— Start DATA LISTING —

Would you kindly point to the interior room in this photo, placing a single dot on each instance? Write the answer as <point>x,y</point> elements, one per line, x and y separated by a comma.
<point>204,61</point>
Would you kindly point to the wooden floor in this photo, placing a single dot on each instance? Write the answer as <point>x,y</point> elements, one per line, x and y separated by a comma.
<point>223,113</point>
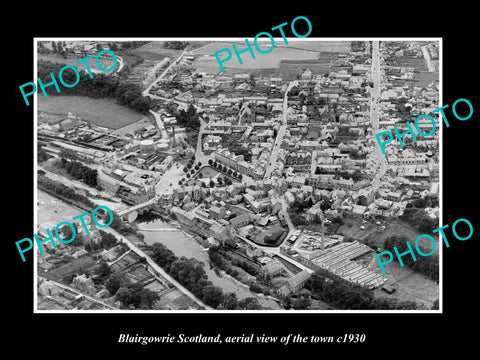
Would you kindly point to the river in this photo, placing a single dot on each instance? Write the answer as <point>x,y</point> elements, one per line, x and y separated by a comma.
<point>183,244</point>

— End DATA LISTING —

EXERCISE DIRECTIONS: Copy every item above word for word, leaving out the pictures.

EXERCISE RESPONSE:
Would you kindly point to the interior room in this photo, placing a single dot on each instance? Write the answer as <point>x,y</point> elements, one per line, x and y separated by a comma.
<point>204,61</point>
Would you kindly point to the wooden floor in this photo, placing a single dot on each instance? Write the answer as <point>x,y</point> elements, one per line, x and y separated by a comma.
<point>223,113</point>
Would you kindly point to the river in this photo, placing a single dot on each instance? Write the answer as <point>x,y</point> elements, one per line, x and y separated by a comma.
<point>183,244</point>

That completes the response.